==== Brano del documento
Il Libano è un piccolo Paese in Asia che si affaccia sul Mediterraneo. Ha un’area di soli 10.452 km². Diecimila quattrocento cinquantadue chilometri quadrati di Terra contesi da tutti e reclamati da nessuno. Amati, odiati, ma soprattutto violentati. Rasi al suolo e risorti, come una fenice che si rigenera dalle ceneri: da 50 anni a questa parte, ogni volta che sembra dato per vinto, il Libano non molla la presa.
Per decenni il Paese è stato dilaniato da conflitti e guerre interne ed esterne spesso e volentieri anche contemporaneamente. Conflitti che hanno visto vicini di casa giocare a carte in un momento e pugnalarsi alle spalle quello dopo. Fortunato è chi l’ha conosciuto prima che cominciasse il suo declino. Chi ne ha conosciuto le meraviglie, chi l’ha visto fiorire. Chi l’ha vissuto giorno e notte passeggiando per le strade di Beirut, Byblos e Alay udendo migliaia di voci e di accenti diversi, provenienti da ogni dove. Beato chi di giorno si alzava cantando Fairuz e di notte concludeva la serata ballando in discoteca e non a suon di bombe e kalashnikov. Questo racconto riporta le testimonianze di tre generazioni e di due conflitti in un unico paese, in un unico tempo.
Halima e Fatina sono madre e figlia. Halima ha conosciuto il Libano in tutte le sue fasi. È cresciuta in un Paese dove si stava bene. Un Paese pacifico, moderno, alla moda e pieno di turisti. Ce lo descrive come la Dubai di oggi, dove bastava girare per le città per incontrare persone da ogni dove. “Ricordo la bellezza del Libano prima della guerra. La zona di Beirut, in generale del Governato del Monte Libano, era una zona turistica sempre piena di persone che provenivano da tutto il mondo arabo. La vita notturna era all’ordine del giorno. Beirut veniva chiamata ‘Om el Donya, la Madre del Mondo”.
“Io sono originaria del Jiyeh, una piccola cittadina affacciata sul mare che si trova a 23 km a Sud di Beirut, da dove invece viene la famiglia di mio marito. Abbiamo vissuto nella capitale per un po’, quando avevamo ancora un solo figlio, poi attorno al ‘72, ci siamo trasferiti nel mio paese, accanto alla mia famiglia e lì è nata Fatina Vivevamo bene, facevamo una vita normale come tutte le famiglie di tutto il mondo. Casa, lavoro, svago. Mio marito si recava ogni giorno a lavoro a Beirut e spesso ci capitava di andare a visitare la sua famiglia”.
Ma quella vita tranquilla da lì a poco iniziò a scontrarsi con le prime difficoltà e le prime tensioni. Tensioni che con il tempo si accumularono e sfociarono in un tragico evento: il 13 aprile del 1975, un bus che trasportava profughi palestinesi diretto al campo profughi di Tal el Zaatar a Nord-Est di Beirut, fu preso di mira nel quartiere di Ein el Roummani e venne coinvolto in una sparatoria che uccise quasi una trentina di passeggeri.
========
• Obiettivi
(1) Nel brano sul Libano, spiega perché il Paese viene paragonato a una fenice.
(2) Secondo il brano sul Libano, a quanti chilometri a sud di Beirut si trova il Jiyeh?
(3) Riprendi il racconto sul Libano dal punto in cui si interrompe.
==== Estratti delle righe
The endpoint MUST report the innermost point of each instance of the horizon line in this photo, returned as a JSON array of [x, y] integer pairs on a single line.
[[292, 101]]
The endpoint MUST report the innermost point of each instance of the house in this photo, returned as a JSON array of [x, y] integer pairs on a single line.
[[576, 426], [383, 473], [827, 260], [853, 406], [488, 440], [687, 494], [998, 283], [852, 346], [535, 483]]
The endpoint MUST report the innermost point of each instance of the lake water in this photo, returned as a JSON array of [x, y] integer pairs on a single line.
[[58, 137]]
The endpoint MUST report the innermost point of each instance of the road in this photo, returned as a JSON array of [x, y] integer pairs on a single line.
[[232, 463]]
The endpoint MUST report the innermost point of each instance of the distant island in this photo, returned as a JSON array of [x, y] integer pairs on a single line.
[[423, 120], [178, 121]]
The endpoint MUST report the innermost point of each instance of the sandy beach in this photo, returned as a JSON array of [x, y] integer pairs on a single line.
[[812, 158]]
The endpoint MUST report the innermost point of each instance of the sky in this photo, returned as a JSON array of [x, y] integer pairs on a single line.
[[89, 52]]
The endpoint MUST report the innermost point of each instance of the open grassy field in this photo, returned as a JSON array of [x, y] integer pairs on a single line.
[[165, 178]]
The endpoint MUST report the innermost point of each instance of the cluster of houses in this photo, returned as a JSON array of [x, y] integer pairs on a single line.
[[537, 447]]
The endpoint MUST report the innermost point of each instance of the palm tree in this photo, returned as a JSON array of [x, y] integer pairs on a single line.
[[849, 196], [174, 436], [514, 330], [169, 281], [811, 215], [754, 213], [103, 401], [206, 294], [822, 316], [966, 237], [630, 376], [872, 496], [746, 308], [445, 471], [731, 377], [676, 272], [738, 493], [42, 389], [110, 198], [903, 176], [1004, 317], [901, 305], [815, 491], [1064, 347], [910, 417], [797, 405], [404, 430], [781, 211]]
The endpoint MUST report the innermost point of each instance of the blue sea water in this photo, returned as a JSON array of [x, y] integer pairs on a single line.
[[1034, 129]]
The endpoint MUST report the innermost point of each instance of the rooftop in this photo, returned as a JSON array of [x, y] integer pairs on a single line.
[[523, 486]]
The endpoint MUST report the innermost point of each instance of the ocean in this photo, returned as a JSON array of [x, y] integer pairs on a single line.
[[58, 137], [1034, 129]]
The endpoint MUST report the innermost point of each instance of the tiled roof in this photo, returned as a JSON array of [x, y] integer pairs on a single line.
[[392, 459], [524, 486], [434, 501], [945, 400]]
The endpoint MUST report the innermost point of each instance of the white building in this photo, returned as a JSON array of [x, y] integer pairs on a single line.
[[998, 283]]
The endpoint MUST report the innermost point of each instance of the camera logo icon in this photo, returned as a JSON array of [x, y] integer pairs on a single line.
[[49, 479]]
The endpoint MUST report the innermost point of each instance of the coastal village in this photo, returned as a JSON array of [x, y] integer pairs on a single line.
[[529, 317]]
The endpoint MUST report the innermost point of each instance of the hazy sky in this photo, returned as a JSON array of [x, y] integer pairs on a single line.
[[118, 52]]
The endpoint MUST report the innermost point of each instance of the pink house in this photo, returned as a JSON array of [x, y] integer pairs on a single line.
========
• Risposte all'esercizio
(1) Il Libano è stato raso al suolo ed è risorto, proprio come una fenice che si rigenera dalle ceneri. Da 50 anni, ogni volta che sembra dato per vinto, il Paese non molla la presa.

(2) A 23 km a sud di Beirut.

(3)
“I fatti di Ein el Roummani sono stati un segnale chiaro: il Libano era a un punto di non ritorno. Tra la popolazione cresceva l’incertezza, non si stava più sicuri”. Da tempo il Libano ospitava, tra varie controversie, i profughi Palestinesi in campi allestiti in varie città. Ma fino a quel momento non c’era stato nessun vero e proprio segnale di guerra da parte di nessuno. “Ogni tanto c’erano i soliti scontri tra gang, i teppistelli, ma non venivano presi così seriamente”.
Nel ’75 però il numero dei palestinesi era cresciuto notevolmente, l’OLP aveva acquisito potere e con lui il suo leader Yasser Arafat fatto che era percepito come una minaccia dalle fazioni politiche di destra.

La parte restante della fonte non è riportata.